Your task: Reproduce every entry below in full, requests included, and shift each bounding-box coordinate in the answers by adding 62 to it.

Material:
· · · ·
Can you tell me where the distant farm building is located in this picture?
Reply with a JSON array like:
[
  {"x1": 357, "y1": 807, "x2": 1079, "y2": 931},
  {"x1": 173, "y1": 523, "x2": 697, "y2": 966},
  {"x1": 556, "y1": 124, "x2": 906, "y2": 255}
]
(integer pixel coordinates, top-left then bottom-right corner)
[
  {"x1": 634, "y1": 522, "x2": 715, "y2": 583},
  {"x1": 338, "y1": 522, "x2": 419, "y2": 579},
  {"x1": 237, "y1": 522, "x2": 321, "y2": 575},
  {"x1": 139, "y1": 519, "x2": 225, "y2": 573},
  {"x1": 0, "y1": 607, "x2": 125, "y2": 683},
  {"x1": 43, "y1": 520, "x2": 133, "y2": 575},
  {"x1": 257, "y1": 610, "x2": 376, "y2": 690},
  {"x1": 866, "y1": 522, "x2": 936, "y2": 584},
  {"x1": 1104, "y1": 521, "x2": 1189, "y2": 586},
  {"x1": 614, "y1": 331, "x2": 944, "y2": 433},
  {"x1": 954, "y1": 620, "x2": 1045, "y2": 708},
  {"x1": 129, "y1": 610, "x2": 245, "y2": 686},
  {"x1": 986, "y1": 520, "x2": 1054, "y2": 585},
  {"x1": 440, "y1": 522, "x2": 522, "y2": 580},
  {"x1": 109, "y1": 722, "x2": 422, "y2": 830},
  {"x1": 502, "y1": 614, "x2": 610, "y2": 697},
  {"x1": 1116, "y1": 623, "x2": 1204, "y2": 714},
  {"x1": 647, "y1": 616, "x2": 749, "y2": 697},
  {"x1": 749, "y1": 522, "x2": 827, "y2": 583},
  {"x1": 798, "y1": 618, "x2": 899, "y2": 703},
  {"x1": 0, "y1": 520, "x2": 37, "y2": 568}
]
· · · ·
Finished answer:
Can you tell me where the distant farm building is located in this picture?
Reply with a JSON array like:
[
  {"x1": 357, "y1": 807, "x2": 1079, "y2": 931},
  {"x1": 173, "y1": 523, "x2": 697, "y2": 966},
  {"x1": 556, "y1": 124, "x2": 906, "y2": 255}
]
(integer pixel coordinates, top-left then bottom-right corner)
[
  {"x1": 696, "y1": 584, "x2": 777, "y2": 645},
  {"x1": 400, "y1": 584, "x2": 481, "y2": 641},
  {"x1": 299, "y1": 584, "x2": 383, "y2": 637},
  {"x1": 201, "y1": 581, "x2": 287, "y2": 635},
  {"x1": 62, "y1": 669, "x2": 187, "y2": 745},
  {"x1": 105, "y1": 582, "x2": 195, "y2": 637},
  {"x1": 319, "y1": 672, "x2": 438, "y2": 752},
  {"x1": 928, "y1": 584, "x2": 998, "y2": 646},
  {"x1": 1166, "y1": 583, "x2": 1251, "y2": 648},
  {"x1": 676, "y1": 393, "x2": 1006, "y2": 495},
  {"x1": 1016, "y1": 682, "x2": 1107, "y2": 770},
  {"x1": 191, "y1": 672, "x2": 307, "y2": 748},
  {"x1": 1048, "y1": 582, "x2": 1116, "y2": 647},
  {"x1": 502, "y1": 584, "x2": 584, "y2": 642},
  {"x1": 171, "y1": 784, "x2": 484, "y2": 892},
  {"x1": 564, "y1": 676, "x2": 672, "y2": 759},
  {"x1": 1178, "y1": 685, "x2": 1266, "y2": 776},
  {"x1": 709, "y1": 678, "x2": 811, "y2": 759},
  {"x1": 811, "y1": 584, "x2": 889, "y2": 645},
  {"x1": 860, "y1": 680, "x2": 961, "y2": 765},
  {"x1": 62, "y1": 582, "x2": 99, "y2": 630}
]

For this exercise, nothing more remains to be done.